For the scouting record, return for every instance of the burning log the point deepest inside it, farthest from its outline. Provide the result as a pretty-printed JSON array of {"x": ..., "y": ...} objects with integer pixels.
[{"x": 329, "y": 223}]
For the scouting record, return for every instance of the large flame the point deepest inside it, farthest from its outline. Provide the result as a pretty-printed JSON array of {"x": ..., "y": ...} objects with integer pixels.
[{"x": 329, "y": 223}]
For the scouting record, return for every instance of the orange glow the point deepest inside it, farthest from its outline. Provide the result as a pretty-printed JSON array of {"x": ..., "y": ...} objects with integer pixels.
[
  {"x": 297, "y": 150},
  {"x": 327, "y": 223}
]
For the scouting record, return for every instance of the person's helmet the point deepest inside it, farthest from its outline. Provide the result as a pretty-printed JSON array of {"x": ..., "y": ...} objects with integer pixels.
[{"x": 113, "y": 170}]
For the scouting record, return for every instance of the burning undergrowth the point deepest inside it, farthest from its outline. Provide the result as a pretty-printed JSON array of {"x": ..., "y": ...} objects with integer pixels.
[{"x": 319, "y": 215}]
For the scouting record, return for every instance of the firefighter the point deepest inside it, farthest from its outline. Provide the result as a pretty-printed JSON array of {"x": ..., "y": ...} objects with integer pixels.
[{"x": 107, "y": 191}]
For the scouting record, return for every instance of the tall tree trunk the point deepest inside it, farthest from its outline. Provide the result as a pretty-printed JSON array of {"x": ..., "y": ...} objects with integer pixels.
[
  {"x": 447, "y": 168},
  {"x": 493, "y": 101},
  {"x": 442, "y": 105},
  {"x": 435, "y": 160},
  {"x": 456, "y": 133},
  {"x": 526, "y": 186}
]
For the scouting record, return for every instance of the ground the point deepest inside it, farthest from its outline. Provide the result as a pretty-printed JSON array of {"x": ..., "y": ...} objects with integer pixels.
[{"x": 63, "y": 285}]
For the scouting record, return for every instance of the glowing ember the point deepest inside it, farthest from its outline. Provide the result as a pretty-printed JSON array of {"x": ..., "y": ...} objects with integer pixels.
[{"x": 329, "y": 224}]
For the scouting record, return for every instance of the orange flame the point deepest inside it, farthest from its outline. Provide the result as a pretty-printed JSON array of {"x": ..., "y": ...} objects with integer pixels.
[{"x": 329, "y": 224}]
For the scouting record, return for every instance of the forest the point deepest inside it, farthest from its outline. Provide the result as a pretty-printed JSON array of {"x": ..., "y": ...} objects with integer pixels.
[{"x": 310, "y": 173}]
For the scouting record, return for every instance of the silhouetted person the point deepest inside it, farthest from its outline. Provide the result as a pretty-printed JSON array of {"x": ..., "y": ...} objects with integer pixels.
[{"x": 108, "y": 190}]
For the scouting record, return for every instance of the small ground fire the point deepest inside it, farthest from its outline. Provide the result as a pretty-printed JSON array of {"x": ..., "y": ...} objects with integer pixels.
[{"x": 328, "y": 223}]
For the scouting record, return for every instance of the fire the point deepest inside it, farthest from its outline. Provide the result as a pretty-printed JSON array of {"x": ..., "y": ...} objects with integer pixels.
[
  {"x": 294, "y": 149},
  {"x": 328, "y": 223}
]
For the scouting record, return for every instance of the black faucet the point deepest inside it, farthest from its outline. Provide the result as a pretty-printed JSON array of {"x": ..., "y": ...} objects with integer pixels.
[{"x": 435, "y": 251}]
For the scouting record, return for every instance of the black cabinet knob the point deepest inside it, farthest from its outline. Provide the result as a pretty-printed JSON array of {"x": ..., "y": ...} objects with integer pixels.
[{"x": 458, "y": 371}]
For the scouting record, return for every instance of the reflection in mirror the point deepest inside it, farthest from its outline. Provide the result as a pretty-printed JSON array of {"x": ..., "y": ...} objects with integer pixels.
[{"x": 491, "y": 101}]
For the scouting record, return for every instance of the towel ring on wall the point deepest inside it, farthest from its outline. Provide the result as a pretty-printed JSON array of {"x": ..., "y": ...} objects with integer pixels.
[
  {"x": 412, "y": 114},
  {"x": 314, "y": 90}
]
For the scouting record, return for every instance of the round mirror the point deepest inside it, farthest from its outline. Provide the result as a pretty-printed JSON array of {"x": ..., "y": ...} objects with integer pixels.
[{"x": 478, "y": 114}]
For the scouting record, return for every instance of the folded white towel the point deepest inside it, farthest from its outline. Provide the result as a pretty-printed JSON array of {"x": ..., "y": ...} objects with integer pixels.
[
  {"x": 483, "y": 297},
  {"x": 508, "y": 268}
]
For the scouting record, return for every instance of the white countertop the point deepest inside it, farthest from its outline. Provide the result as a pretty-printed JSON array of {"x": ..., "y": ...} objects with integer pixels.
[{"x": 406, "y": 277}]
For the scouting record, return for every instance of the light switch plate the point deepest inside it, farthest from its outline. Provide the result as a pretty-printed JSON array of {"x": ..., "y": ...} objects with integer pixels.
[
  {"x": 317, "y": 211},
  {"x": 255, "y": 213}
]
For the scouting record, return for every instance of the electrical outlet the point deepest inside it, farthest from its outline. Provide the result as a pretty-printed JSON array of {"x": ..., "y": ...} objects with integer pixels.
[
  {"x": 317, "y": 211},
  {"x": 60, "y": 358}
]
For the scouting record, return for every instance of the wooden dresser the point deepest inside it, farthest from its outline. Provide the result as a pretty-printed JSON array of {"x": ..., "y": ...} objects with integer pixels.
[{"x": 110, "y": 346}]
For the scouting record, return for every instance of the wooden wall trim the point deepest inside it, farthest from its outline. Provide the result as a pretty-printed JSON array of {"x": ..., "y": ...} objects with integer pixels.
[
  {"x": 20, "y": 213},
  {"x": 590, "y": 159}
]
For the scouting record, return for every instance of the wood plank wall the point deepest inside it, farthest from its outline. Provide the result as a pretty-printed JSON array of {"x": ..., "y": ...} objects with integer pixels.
+++
Short exercise: Output the records above in their entirety, exactly.

Result of this task:
For the scouting record, return for every instance of the burning log the point deepest inside it, farthest from its outline. Provide the result as a pretty-printed JSON array of {"x": ..., "y": ...} objects with integer pixels.
[{"x": 329, "y": 223}]
For the scouting record, return for every instance of the large flame the point deepest inside it, farthest from its outline. Provide the result as a pretty-printed JSON array of {"x": ..., "y": ...} objects with integer pixels.
[{"x": 329, "y": 223}]
For the scouting record, return for every instance of the orange glow the point deepest inside it, farthest from its outline. Provide the result as a pretty-printed JSON array of {"x": ..., "y": ...} objects with integer pixels.
[
  {"x": 297, "y": 150},
  {"x": 327, "y": 223}
]
For the scouting record, return for every instance of the person's helmet the point deepest inside it, farthest from its outline. Provide the result as a pretty-printed JSON array of {"x": ..., "y": ...} objects with integer pixels.
[{"x": 113, "y": 170}]
For the scouting record, return for every instance of the burning undergrowth the point deepest inside it, farthest from its outline. Provide the result as a pretty-printed JSON array of {"x": ..., "y": ...} objects with integer pixels.
[{"x": 319, "y": 215}]
For the scouting record, return for every instance of the firefighter the point deepest inside it, farthest from its outline. Provide the result as a pretty-printed JSON array of {"x": ..., "y": ...} objects with integer pixels.
[{"x": 107, "y": 191}]
For the scouting record, return for every instance of the tall tree trunk the point deepest inside it, farthest from its outline. Provide the result as a pretty-printed JSON array of {"x": ..., "y": ...} objects with integer pixels.
[
  {"x": 447, "y": 168},
  {"x": 493, "y": 101},
  {"x": 442, "y": 105},
  {"x": 435, "y": 160},
  {"x": 456, "y": 133},
  {"x": 526, "y": 186}
]
For the scouting record, return for every instance of the ground the point deepest inside it, farthest from its outline. Provide the result as a pretty-printed JSON array of {"x": ..., "y": ...} objects with integer pixels.
[{"x": 63, "y": 285}]
For the scouting record, return for every instance of the glowing ember the point deepest inside it, farthest from its outline. Provide the result as a pretty-printed JSON array of {"x": ..., "y": ...} objects with integer pixels.
[{"x": 329, "y": 224}]
For the scouting record, return for every instance of the orange flame the point deepest inside it, farthest from its outline. Provide the result as a pretty-printed JSON array of {"x": ..., "y": ...} objects with integer pixels.
[{"x": 329, "y": 224}]
For the scouting record, return for every instance of the forest the point deepest inside it, farthest from its outline. Provide the result as a pretty-printed JSON array of {"x": ..., "y": ...} objects with integer pixels.
[{"x": 310, "y": 173}]
For the scouting record, return for every instance of the silhouetted person the point deepest inside it, farthest from its outline. Provide the result as a pretty-printed JSON array of {"x": ..., "y": ...} objects with integer pixels.
[{"x": 108, "y": 190}]
For the scouting record, return for every instance of the small ground fire the point deepest inside it, farthest from its outline. Provide the result as a pretty-printed JSON array of {"x": ..., "y": ...} objects with integer pixels.
[{"x": 328, "y": 223}]
For the scouting record, return for every instance of the fire the point deepest inside it, farthest from its outline. Provide the result as a pretty-printed JSON array of {"x": ..., "y": ...} objects with integer pixels.
[
  {"x": 294, "y": 149},
  {"x": 328, "y": 223}
]
For the scouting record, return for every instance of the black faucet the point deepest inside it, farthest from its outline. Provide the result as a pretty-printed JSON array of {"x": ..., "y": ...} objects with integer pixels.
[{"x": 435, "y": 251}]
For the scouting record, return for every instance of the black cabinet knob the point deepest inside it, farthest from its outline. Provide the result as a pretty-printed JSON array of {"x": ..., "y": ...} objects with integer pixels.
[{"x": 458, "y": 371}]
For the scouting record, return for every instance of the reflection in mirror the point deepest inside it, farthest from its outline. Provide the result as a pretty-printed JSON array of {"x": ..., "y": ...} objects with integer pixels.
[{"x": 491, "y": 101}]
For the scouting record, return for every instance of the towel ring on wall the point deepest inside it, farthest from its outline. Provide the result as a pretty-printed JSON array of {"x": ..., "y": ...} objects with integer pixels.
[
  {"x": 412, "y": 114},
  {"x": 314, "y": 90}
]
For the scouting record, return for every instance of the round mirror the point deepest inside it, farthest from its outline. Provide the result as a pretty-printed JSON array of {"x": ..., "y": ...} objects with integer pixels.
[{"x": 478, "y": 114}]
For the scouting record, return for every instance of the folded white towel the point deepest inside it, farthest from its outline. Provide the result as a pretty-printed JSON array of {"x": ..., "y": ...} objects with integer pixels.
[
  {"x": 483, "y": 297},
  {"x": 508, "y": 268}
]
For the scouting record, return for every instance of the white countertop the point deepest inside it, farthest from its outline. Provide the result as a pretty-printed JSON array of {"x": ..., "y": ...} objects with integer pixels.
[{"x": 406, "y": 277}]
For the scouting record, return for every instance of the light switch plate the point deepest inside it, farthest from its outline. Provide the result as a pretty-printed JSON array of {"x": ..., "y": ...} objects with integer pixels.
[
  {"x": 317, "y": 211},
  {"x": 255, "y": 213}
]
For the scouting record, return for every instance of the electrical outlet the point deepest inside it, farthest from its outline. Provide the result as a pretty-printed JSON array of {"x": ..., "y": ...} objects with integer pixels.
[
  {"x": 317, "y": 211},
  {"x": 60, "y": 358}
]
For the scouting record, return for every instance of the wooden dresser the point deepest inside it, farthest from its outline. Provide the result as a pretty-printed JSON array of {"x": ..., "y": ...} objects with integer pixels.
[{"x": 110, "y": 346}]
For the scouting record, return for every instance of the wooden wall trim the point deepest inside it, farthest from its outline. Provide the result as a pretty-printed JSON array of {"x": ..., "y": ...} objects with integer pixels.
[
  {"x": 20, "y": 213},
  {"x": 590, "y": 159}
]
For the scouting record, return for every instance of the wood plank wall the point deepest inside it, farthest from its outline. Provide the result as a pretty-printed JSON array of {"x": ..., "y": ...} objects with integer pixels.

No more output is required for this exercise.